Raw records
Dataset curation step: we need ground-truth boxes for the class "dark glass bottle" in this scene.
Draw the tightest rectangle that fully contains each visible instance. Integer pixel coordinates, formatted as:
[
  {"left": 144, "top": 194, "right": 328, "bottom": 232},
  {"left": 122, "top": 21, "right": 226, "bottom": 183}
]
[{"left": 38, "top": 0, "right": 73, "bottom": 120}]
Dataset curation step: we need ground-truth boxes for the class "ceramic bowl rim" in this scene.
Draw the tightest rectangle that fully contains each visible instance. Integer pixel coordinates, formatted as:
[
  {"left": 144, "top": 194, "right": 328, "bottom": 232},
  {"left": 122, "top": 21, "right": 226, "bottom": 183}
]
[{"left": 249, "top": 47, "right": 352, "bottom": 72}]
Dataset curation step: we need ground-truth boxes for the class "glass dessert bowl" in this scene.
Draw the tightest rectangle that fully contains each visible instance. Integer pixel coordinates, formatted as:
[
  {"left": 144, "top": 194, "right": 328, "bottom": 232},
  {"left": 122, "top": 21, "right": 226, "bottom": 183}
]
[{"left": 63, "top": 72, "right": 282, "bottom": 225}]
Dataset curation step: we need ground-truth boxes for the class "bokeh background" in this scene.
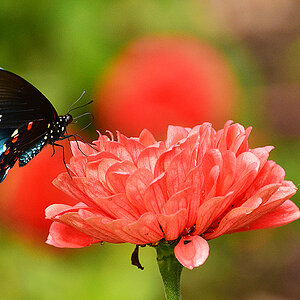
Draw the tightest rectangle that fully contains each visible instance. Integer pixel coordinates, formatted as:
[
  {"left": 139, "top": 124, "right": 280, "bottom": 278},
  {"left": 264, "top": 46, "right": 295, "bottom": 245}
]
[{"left": 0, "top": 0, "right": 300, "bottom": 300}]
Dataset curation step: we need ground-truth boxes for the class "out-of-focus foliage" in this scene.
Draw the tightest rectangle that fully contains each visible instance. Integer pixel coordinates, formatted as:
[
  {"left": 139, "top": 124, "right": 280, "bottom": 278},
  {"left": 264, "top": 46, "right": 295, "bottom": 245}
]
[{"left": 0, "top": 0, "right": 300, "bottom": 300}]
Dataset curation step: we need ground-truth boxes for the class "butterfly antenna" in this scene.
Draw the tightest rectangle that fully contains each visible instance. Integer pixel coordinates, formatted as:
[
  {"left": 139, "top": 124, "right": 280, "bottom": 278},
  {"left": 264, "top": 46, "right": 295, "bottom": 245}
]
[
  {"left": 68, "top": 100, "right": 93, "bottom": 113},
  {"left": 73, "top": 133, "right": 99, "bottom": 152},
  {"left": 73, "top": 112, "right": 94, "bottom": 121}
]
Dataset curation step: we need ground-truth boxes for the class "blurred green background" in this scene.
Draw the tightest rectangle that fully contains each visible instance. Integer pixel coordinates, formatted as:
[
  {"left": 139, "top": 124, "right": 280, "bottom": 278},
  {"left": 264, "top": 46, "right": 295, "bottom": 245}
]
[{"left": 0, "top": 0, "right": 300, "bottom": 300}]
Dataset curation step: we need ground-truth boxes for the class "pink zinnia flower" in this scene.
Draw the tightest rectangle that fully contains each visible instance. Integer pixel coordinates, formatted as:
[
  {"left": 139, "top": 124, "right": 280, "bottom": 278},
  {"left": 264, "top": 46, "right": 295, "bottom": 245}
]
[{"left": 46, "top": 122, "right": 300, "bottom": 269}]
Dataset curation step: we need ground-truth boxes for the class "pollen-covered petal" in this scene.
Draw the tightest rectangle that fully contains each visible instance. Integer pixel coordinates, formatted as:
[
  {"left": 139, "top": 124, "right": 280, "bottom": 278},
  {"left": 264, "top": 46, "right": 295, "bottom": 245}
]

» Given instruction: Return each line of the records above that contains the word "glass".

» Correct output:
Dataset curation step: we need ground-truth boxes for the class "dark glass bottle" in this scene.
Dataset curation step: we need ground-truth boxes for the class "glass dessert bowl" in this scene.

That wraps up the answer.